> [Task brief]:
Type out the data again. Keep every line exactly the same.

> [Records supplied]:

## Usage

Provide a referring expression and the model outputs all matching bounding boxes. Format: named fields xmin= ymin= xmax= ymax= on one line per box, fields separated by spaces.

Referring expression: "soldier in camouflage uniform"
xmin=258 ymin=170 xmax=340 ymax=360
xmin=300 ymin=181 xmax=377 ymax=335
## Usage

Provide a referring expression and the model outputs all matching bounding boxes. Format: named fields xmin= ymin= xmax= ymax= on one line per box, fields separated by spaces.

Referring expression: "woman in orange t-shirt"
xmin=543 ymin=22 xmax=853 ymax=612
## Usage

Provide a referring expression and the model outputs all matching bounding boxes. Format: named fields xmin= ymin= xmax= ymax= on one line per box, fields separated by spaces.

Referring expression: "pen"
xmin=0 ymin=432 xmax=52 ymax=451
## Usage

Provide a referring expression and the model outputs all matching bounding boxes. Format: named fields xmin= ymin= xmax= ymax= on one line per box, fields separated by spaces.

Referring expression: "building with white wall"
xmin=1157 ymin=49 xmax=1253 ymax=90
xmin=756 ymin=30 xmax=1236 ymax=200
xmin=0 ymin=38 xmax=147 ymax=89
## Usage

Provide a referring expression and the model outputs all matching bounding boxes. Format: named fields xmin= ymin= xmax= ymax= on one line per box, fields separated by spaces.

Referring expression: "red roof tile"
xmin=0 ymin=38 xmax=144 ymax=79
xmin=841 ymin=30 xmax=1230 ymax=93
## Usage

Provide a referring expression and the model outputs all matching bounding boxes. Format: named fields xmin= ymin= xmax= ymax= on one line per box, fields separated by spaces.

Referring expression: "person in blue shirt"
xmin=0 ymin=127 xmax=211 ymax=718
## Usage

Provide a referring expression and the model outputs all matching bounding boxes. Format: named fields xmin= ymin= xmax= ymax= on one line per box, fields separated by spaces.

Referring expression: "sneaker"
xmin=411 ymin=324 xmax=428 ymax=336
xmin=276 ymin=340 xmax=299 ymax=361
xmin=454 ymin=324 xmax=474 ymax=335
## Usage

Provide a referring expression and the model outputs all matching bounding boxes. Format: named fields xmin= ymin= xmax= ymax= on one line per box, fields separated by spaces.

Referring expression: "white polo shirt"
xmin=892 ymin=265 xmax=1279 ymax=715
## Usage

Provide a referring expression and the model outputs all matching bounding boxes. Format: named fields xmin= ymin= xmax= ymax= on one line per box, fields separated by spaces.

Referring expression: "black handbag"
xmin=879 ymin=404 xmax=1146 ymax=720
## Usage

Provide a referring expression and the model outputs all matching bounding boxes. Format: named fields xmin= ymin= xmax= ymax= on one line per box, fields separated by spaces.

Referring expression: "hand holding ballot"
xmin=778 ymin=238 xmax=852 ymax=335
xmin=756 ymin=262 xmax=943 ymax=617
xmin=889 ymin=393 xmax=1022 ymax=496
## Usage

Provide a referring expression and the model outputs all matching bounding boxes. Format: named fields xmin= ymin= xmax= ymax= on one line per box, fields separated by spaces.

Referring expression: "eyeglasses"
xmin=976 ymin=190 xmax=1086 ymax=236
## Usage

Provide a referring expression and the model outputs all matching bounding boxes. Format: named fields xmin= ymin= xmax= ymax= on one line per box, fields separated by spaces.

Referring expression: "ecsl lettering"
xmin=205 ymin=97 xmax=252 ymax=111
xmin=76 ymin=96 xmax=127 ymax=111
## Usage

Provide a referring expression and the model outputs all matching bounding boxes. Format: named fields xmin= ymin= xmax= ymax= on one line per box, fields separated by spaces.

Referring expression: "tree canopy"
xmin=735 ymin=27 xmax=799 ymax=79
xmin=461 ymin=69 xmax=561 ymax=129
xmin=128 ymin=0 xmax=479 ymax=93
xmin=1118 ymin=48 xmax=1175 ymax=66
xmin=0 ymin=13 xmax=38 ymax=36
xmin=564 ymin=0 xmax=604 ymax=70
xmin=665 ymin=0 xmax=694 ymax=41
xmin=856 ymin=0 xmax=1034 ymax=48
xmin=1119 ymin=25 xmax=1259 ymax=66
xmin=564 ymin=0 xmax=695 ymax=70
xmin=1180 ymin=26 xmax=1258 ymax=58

> [Result of this exercise]:
## Usage

Provide a referring expression and the model outputs all matching bounding boxes. Format: named fields xmin= ymin= xmax= ymax= on one line per box, fields separated by spaces.

Referring expression: "soldier in camouflage uniform"
xmin=258 ymin=170 xmax=340 ymax=360
xmin=300 ymin=181 xmax=377 ymax=335
## Usage

Provide a referring expression and the model outputs all matching bounding boxes. Format: named fields xmin= ymin= xmax= ymax= on one line per box, fields separated by spaces.

Referring expression: "woman in orange t-shirt"
xmin=543 ymin=22 xmax=853 ymax=612
## Usage

Provide a referring expression and the model outputs all matching bounding boxes. Format: named fields xmin= ymin= xmax= ymax= on one line per box, fields separated by spaces.

Referring expression: "pen"
xmin=0 ymin=432 xmax=52 ymax=451
## Usage

Provide a referring expression and the model outputs all matching bounding boxes. Format: named fields xmin= ymin= xmax= ymax= on one line per box, fields separated by spaces.

Referring expression: "building with white wall"
xmin=1157 ymin=49 xmax=1253 ymax=90
xmin=756 ymin=30 xmax=1236 ymax=200
xmin=0 ymin=38 xmax=147 ymax=89
## Usage

Provide a referring expression and the model outputs all matching bounding boxes. Format: named fields xmin= ymin= xmax= ymax= on one line per box, fields separated by spaces.

Referring expression: "red roof tile"
xmin=0 ymin=38 xmax=144 ymax=79
xmin=841 ymin=30 xmax=1230 ymax=93
## Usage

Provide a referring expression and the model outputs all matching bounding boxes. Format: named fields xmin= ymin= xmax= ymax= on one line per box, fields separated by spaces.

Referring expression: "person in blue shirt"
xmin=0 ymin=127 xmax=211 ymax=718
## Usage

Provide a referring expression and the model outputs all matching bounding boxes. Format: named fields xmin= ymin= xmax= ymax= on one line per box, fields separated by spaces.

Referring expression: "sneaker"
xmin=411 ymin=324 xmax=428 ymax=336
xmin=276 ymin=340 xmax=299 ymax=361
xmin=454 ymin=324 xmax=474 ymax=335
## Usage

Provide a referring expression and the model outputs all matching bounding boxes. Format: named fields xmin= ymin= xmax= ymax= on one line per box, fields separated by spaces.

Referring expression: "white polo shirt"
xmin=892 ymin=265 xmax=1279 ymax=715
## Usage

Provide a referring expression and the model outputs all matching bounding boxes. Format: named fields xmin= ymin= xmax= ymax= on one line per box, fields separated by spaces.

Referring expression: "black handbag"
xmin=879 ymin=404 xmax=1146 ymax=720
## Usage

Provide a referring expression and the model outputs all matching bounding boxes. Format: named fields xmin= ymin= xmax= ymax= on one line per box, fields separated by spaces.

Referring expression: "hand holding ballot"
xmin=778 ymin=238 xmax=852 ymax=335
xmin=756 ymin=262 xmax=943 ymax=617
xmin=889 ymin=393 xmax=1022 ymax=496
## Usage

Provide a referring expression and the model outputs all matching bounding boxes. Format: named fields xmin= ymin= xmax= ymax= on one line per box, fields separated by spaces.

Referring expression: "eyeglasses"
xmin=976 ymin=190 xmax=1086 ymax=236
## Usage

Provide a referring expression and the model outputs all matching bounding boxes. Format: named fields xmin= ymin= xmax= ymax= on one line per box, fields separated by spaces.

Referring expression: "ecsl lettering"
xmin=205 ymin=97 xmax=252 ymax=111
xmin=76 ymin=96 xmax=127 ymax=111
## Usage

Provide a referring expression and the model outputs all matching bounding boxes. Format: named fields xmin= ymin= xmax= ymax= on one line per box, fields separated by spaces.

Referring expression: "tree canopy"
xmin=735 ymin=27 xmax=799 ymax=79
xmin=461 ymin=69 xmax=561 ymax=129
xmin=128 ymin=0 xmax=479 ymax=93
xmin=1118 ymin=48 xmax=1175 ymax=66
xmin=0 ymin=13 xmax=38 ymax=36
xmin=564 ymin=0 xmax=604 ymax=70
xmin=665 ymin=0 xmax=694 ymax=41
xmin=856 ymin=0 xmax=1034 ymax=48
xmin=1119 ymin=25 xmax=1259 ymax=66
xmin=564 ymin=0 xmax=695 ymax=70
xmin=1180 ymin=26 xmax=1258 ymax=58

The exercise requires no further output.